> [REQUIRED TASKS]:
a – Answer these questions using the essay on the Black roots of hippie counterculture.
(i) What phrase was on the sign held by the woman in the photo the writer remembers?
(ii) Snapshots from which three events did the writer scan?
(iii) Who said "It is no accident that the source of Hip is the Negro," and in what year?
b – Reproduce the part of the essay on the Black roots of hippie counterculture that falls between "The truth is" and "was always there.", inclusive.
c – Write the next part of the essay on the Black roots of hippie counterculture, picking up after its last sentence.

> [PASSAGE GIVEN]:
+---+
Peace, Power & Soul: The Black Revolution Behind White Counterculture
- Soniyah Robinson
- Jun 14
- 6 min read

I remember being a preteen and viewing archival photos from the 1960s and 1970s hippie movement for the first time. I admired the peace and love protest signs dancing in the sky, Volkswagen buses hand-painted in bright colors, and flower crowns flowing through the tops of the crowds. I recall seeing one photo of a woman holding a sign with a popular phrase of the anti-government movement of the time, “Make Love Not War.” It reminded me of Tupac’s lyric “They got money for wars but can’t feed the poor,” [1] and my heart leapt with anticipation as I thought: Where are the Black hippies? But as I grew older — and my fascination with the Flower Power movement continued while my adoration for the Black Power movement deepened — I never saw Black hippies. I eagerly scanned snapshots from iconic events like Woodstock, Altamont, and Summer of Love, but saw only white faces. My mind wandered as I flipped through photos, essays, and articles, thinking: I see our culture, slang, and style, but where are we? How can they advocate for liberation without the trailblazers of the most effective liberation movements?
The truth is the trailblazers were always there: Blackness was at the root of hippie counterculture, but as the flowers bloomed, no one peeked into the soil. But it was always there.
“It is no accident that the source of Hip is the Negro,” said Norman Mailer in 1957 when writing about the radical movement of the beatniks, which would heavily inform the hippie counterculture that was to follow. [2] The hipness, resistance, and nonconformity these white counterculture groups uplifted were born from Black struggle, survival, and resilience.
+---+
> [GIVEN INFORMATION]:
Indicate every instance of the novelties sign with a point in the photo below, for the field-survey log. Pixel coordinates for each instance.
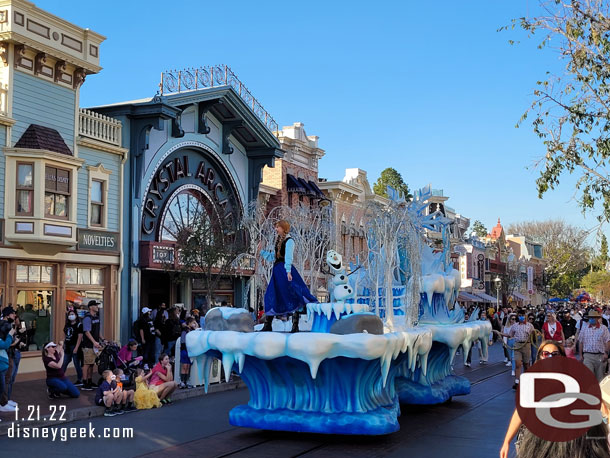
(98, 241)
+---+
> [THE REPLIES]:
a –
(i) "Make Love Not War."
(ii) Woodstock, Altamont, and Summer of Love.
(iii) Norman Mailer, in 1957.

b –
The truth is the trailblazers were always there: Blackness was at the root of hippie counterculture, but as the flowers bloomed, no one peeked into the soil. But it was always there.

c –
It is interesting to consider that hippie movements like the “longhairs,” where men wore their hair long as an act of resistance, sprouted from the same cultural roots that grew bouncy afros drawn up to the sun as symbols of Black pride. But it wasn’t only the physical style that was acquired and rewired from Black culture - it was also the emotional depth of radical protest. The strategic choreography of rebellion. The purposeful paint strokes on the canvas of revolution.

These facets of the hippie counterculture weren’t birthed in Woodstock. They emerged from Black rock, jazz, soul, and power.
Hippies viewed the system as broken and corrupted and advocated dismantling societal structures through individualistic forms of liberatory expression. Ostensibly, these views aligned with the stance of the Black Power movement, but the seeds were vastly different. One group was rejecting oppressive privileges; the other never had privileges to reject.
For example, white counterculture youth found solace and freedom in Black rock music. The frequencies of the sound, vibrations of the bass, and spirit of the lyrics lifted young white teens from the margins of their bedrooms. This fascination with rock, coupled with rock’s roots in African beats and rhythms, became the birth of white middle-class kids in the 1950s associating rebellion with Blackness. And this ideology seeped into the white counterculture of hippie movements.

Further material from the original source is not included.